- [Quellenauszug]
((

Der Grund hierfür ist die ausgeprägte Fähigkeit von Omikron zur sogenannten Immunflucht. Sie ermögliche es dem Virus, wieder mehr Wirte zu finden als zum Beispiel die Delta-Variante, sagte Professor Dr. Sandra Ciesek, Direktorin des Instituts für medizinische Virologie am Universitätsklinikum Frankfurt am Main. Sie hatte vergangene Woche mit ihrer Arbeitsgruppe gezeigt, wie stark der Immunschutz durch die Impfung bei dieser Variante reduziert ist.
Ein Schutz vor schweren Verläufen durch die Coronaimpfungen ist laut Ciesek aber vermutlich noch erhalten. Laut Daten aus Südafrika schützt die vollständige Impfung mit dem Covid-19-ImpfstoffComirnaty® von Biontech/Pfizer noch zu 70 Prozent vor Hospitalisierungen. Ersten Daten aus Dänemark zufolge liege die Rate an Krankhauseinweisungen bei Delta-Infektionen bei 0,7 Prozent und bei Omikron-Infektionen bei 0,8 Prozent – also im gleichen Bereich. Die Daten seien aber aufgrund der geringen Fallzahl bei Omikron-Infektionen noch mit Unsicherheit behaftet.
Rasante Ausbreitung in Großbritannien
„Um die weitere Verbreitung des Virus in Deutschland vorherzusagen, ist der Blick auf Großbritannien sinnvoll“, sagte Brockmann. Laut den Modellrechnungen sei in Großbritannien mit 400.000 bis 700.000 Neuinfektionen pro Tag zu rechnen. Hält der Trend an, könnte es Ende Dezember sogar zu einer Million Neuinfektionen täglich kommen. „Somit könnte sich in einem Zeitraum von Dezember bis April die Hälfte der britischen Bevölkerung infizieren“, verdeutlichte Brockmann. Das könne man auch auf Deutschland übertragen, weil in der Modellierung auch schon Schutzmaßnahmen wie Masketragen und Kontaktbeschränkungen mit einberechnet waren.

))

- [Aufgaben und Übungen]
A) Welche Position hat Sandra Ciesek laut dem Quellenauszug inne?
B) Aktualisieren Sie im Quellenauszug den Abschnitt von „Der Grund hierfür“ bis „Variante reduziert ist.“, indem Sie „Delta-Variante“ durch „Alpha-Variante“ ersetzen.
Die Einträge haben keinen Bezug zum Quellenauszug.

- [Zu prüfende Daten]
((

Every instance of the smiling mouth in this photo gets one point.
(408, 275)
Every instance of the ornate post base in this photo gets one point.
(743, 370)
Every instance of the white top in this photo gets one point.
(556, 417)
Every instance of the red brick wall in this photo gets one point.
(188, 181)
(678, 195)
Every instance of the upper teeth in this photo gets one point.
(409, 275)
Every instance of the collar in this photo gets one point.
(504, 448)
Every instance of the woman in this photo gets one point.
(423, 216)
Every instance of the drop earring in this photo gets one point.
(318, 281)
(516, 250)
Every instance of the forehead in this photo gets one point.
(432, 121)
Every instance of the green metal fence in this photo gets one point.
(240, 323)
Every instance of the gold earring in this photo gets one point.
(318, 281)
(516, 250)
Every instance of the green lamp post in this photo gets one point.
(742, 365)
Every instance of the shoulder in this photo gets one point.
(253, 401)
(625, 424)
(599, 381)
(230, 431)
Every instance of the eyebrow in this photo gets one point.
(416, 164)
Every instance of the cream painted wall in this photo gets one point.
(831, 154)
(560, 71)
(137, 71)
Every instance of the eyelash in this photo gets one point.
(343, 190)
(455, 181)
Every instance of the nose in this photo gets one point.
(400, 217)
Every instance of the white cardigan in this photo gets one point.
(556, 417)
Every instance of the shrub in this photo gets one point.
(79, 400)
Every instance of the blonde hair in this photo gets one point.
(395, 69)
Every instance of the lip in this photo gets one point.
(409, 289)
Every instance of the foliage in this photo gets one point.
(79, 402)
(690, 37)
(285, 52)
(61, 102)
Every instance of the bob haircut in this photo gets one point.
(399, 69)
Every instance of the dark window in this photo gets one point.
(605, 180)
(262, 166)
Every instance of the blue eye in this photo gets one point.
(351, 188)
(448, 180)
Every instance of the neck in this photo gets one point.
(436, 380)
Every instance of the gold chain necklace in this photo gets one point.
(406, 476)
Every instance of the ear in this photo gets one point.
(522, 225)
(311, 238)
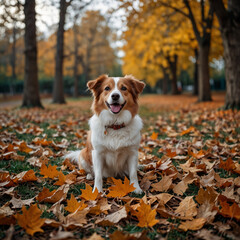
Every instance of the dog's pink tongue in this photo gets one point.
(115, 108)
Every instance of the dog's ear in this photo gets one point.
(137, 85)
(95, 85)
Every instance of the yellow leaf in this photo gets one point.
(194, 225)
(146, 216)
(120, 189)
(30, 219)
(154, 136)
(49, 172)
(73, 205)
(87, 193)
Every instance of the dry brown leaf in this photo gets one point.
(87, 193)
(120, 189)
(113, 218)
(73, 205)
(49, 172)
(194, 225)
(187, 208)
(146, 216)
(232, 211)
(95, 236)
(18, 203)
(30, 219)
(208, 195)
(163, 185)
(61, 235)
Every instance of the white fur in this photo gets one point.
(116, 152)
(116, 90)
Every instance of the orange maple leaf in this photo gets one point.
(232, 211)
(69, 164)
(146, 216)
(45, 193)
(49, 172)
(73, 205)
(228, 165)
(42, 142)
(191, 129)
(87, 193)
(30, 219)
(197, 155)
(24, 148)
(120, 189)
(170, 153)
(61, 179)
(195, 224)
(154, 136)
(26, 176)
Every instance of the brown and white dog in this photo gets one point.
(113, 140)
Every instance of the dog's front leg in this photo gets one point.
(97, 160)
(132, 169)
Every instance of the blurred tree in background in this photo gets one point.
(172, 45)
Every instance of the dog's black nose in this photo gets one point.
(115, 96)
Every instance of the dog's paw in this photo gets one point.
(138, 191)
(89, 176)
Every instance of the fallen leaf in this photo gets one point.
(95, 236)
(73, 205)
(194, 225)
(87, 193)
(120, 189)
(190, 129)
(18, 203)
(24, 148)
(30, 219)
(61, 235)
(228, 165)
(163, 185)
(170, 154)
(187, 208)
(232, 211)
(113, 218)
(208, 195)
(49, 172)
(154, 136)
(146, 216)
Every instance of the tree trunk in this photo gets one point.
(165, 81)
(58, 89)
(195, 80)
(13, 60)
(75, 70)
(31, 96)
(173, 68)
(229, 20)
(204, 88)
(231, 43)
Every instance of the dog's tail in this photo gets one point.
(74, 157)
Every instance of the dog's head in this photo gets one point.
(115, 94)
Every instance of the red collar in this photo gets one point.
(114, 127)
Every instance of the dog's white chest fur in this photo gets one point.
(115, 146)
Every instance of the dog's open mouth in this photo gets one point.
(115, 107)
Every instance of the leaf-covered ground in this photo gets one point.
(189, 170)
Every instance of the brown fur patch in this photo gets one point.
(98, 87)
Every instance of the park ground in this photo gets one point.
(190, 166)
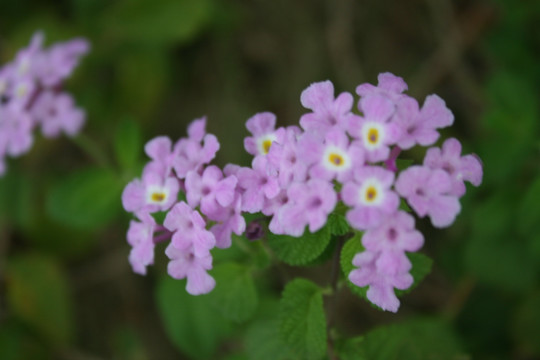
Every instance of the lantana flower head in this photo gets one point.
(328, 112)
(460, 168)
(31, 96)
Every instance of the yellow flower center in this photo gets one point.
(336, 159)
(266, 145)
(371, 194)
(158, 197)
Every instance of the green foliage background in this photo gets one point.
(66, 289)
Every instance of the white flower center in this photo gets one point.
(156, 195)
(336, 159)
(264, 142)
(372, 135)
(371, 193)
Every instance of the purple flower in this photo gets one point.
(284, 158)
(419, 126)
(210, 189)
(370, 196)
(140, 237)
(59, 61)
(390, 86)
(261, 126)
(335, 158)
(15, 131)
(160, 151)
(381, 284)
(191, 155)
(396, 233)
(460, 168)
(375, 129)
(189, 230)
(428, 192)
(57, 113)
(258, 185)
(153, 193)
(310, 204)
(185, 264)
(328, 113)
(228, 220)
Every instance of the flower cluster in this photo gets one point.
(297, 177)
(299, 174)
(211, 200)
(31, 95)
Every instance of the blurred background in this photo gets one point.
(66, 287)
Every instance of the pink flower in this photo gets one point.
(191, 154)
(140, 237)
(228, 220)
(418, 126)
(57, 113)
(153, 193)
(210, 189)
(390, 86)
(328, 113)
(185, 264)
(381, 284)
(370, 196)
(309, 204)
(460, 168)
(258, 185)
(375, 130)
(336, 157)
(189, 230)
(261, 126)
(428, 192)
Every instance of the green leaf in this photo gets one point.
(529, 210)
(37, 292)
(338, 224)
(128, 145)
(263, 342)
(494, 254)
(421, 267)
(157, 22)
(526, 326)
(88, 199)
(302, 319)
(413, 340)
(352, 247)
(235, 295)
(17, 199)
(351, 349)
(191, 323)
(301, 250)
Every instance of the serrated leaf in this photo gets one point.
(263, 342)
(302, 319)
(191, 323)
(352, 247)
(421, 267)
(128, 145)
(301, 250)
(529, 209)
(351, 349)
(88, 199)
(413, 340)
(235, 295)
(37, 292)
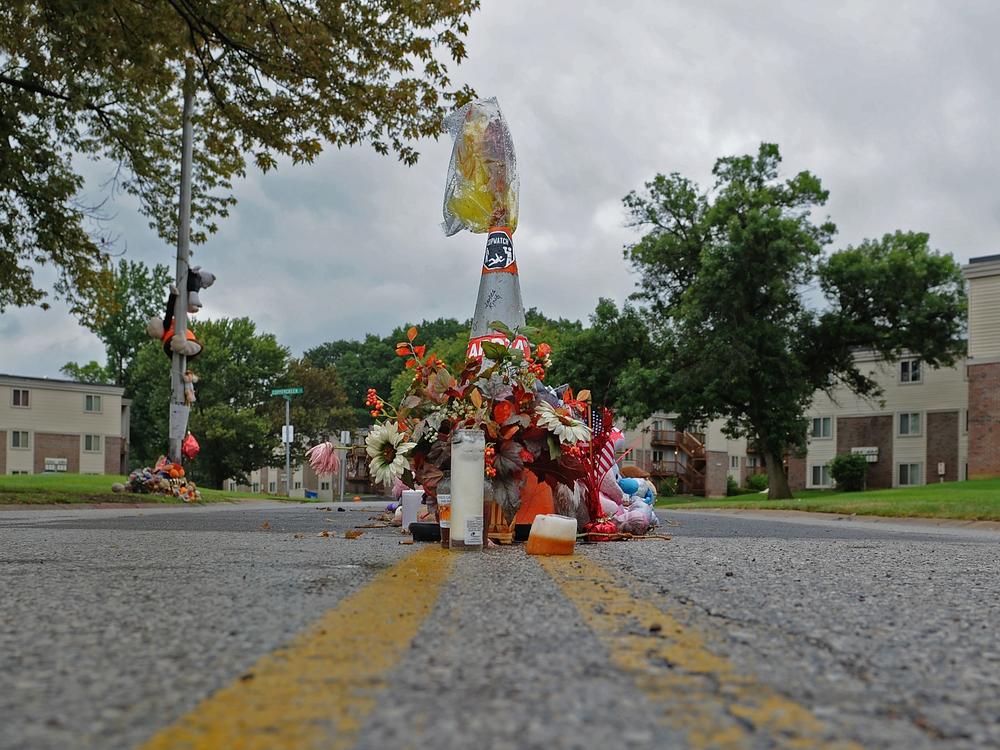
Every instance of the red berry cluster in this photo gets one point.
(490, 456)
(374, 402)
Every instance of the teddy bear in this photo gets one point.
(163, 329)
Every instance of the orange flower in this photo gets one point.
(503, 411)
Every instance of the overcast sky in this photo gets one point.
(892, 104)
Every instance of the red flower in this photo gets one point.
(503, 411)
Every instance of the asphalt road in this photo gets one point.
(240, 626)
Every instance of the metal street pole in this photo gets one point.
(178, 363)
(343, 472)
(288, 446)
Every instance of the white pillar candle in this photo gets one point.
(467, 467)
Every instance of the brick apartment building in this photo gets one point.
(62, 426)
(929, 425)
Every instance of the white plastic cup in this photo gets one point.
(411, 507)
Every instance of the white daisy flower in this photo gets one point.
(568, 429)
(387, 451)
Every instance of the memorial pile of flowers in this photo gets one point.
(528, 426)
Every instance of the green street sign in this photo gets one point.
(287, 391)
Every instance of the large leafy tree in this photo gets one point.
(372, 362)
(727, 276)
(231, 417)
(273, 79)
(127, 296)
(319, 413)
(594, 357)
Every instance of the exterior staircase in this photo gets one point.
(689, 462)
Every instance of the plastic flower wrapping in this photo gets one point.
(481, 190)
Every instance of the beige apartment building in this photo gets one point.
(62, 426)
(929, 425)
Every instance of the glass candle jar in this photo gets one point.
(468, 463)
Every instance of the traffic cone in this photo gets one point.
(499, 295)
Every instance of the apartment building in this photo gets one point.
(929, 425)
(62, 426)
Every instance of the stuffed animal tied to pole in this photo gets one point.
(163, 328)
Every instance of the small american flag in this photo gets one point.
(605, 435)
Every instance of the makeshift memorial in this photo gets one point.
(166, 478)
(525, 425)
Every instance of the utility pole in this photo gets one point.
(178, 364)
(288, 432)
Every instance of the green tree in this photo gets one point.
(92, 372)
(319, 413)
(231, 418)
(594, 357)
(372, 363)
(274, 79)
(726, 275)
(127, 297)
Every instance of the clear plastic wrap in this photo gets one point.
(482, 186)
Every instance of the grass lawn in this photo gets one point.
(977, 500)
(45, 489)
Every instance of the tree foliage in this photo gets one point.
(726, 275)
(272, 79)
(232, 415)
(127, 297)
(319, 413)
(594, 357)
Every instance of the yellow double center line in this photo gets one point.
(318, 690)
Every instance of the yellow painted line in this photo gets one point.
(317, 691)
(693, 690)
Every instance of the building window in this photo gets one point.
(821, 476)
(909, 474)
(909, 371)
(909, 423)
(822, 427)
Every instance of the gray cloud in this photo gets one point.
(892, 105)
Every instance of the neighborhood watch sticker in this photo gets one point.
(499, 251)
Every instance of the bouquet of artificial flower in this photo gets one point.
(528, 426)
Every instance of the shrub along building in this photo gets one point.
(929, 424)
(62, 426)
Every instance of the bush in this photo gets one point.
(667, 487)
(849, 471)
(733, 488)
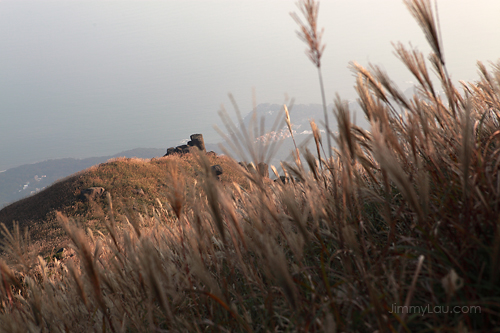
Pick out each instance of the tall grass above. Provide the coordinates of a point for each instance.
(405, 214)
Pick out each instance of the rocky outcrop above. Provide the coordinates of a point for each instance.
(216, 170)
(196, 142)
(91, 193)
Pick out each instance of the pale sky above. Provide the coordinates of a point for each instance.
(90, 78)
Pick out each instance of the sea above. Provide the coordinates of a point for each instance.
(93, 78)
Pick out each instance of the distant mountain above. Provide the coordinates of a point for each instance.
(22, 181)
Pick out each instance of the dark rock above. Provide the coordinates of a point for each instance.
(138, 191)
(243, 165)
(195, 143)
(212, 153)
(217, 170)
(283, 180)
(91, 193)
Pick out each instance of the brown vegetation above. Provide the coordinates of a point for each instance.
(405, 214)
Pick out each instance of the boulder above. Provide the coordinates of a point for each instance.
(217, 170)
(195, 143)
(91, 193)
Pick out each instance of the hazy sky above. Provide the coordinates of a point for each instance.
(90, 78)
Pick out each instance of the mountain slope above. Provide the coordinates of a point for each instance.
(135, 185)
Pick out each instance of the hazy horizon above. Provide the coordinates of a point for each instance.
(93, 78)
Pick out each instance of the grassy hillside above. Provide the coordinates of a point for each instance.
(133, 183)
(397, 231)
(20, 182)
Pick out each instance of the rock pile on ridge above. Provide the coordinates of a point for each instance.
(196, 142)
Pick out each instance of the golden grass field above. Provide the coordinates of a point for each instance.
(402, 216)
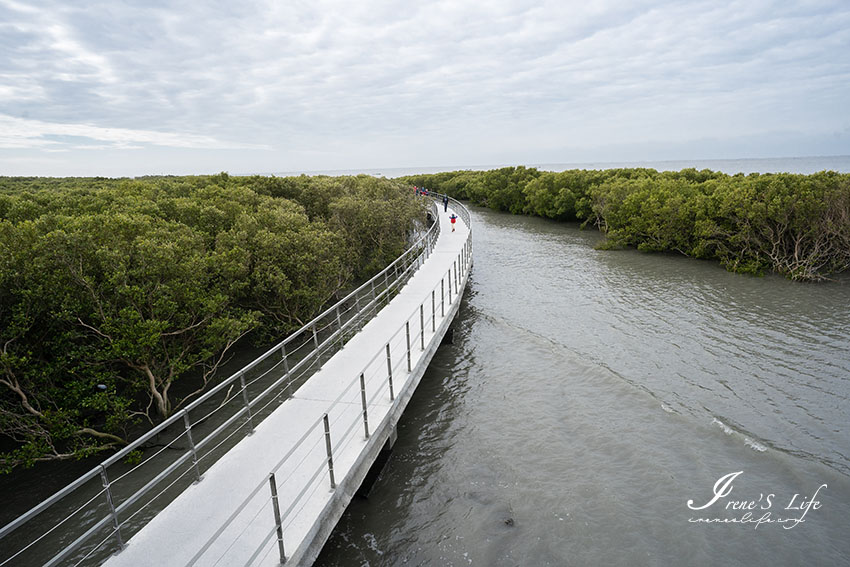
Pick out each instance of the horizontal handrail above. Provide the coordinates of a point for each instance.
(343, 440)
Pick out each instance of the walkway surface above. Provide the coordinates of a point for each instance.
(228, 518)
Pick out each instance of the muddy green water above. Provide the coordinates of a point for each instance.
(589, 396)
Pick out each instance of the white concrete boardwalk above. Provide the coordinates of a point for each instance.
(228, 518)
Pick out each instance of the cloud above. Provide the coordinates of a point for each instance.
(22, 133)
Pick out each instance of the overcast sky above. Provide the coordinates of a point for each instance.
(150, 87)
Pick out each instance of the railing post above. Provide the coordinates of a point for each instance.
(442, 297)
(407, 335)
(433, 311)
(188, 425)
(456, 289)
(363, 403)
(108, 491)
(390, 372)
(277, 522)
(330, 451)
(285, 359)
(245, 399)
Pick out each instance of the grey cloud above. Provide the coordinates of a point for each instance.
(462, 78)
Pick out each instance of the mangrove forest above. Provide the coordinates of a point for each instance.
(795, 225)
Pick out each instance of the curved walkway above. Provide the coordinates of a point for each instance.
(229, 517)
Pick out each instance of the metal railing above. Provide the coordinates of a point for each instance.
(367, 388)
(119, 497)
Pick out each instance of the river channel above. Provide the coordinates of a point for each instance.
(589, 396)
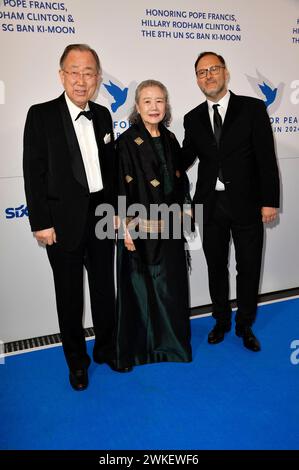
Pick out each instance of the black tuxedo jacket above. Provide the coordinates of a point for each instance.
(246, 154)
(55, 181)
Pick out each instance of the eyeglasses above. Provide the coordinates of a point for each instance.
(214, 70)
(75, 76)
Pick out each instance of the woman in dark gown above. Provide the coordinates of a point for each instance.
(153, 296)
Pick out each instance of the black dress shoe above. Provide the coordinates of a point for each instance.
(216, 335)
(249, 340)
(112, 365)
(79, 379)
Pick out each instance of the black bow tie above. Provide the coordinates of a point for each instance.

))

- [Lösungen]
A) Sie ist Direktorin des Instituts für medizinische Virologie am Universitätsklinikum Frankfurt am Main.

B)
Der Grund hierfür ist die ausgeprägte Fähigkeit von Omikron zur sogenannten Immunflucht. Sie ermögliche es dem Virus, wieder mehr Wirte zu finden als zum Beispiel die Alpha-Variante, sagte Professor Dr. Sandra Ciesek, Direktorin des Instituts für medizinische Virologie am Universitätsklinikum Frankfurt am Main. Sie hatte vergangene Woche mit ihrer Arbeitsgruppe gezeigt, wie stark der Immunschutz durch die Impfung bei dieser Variante reduziert ist.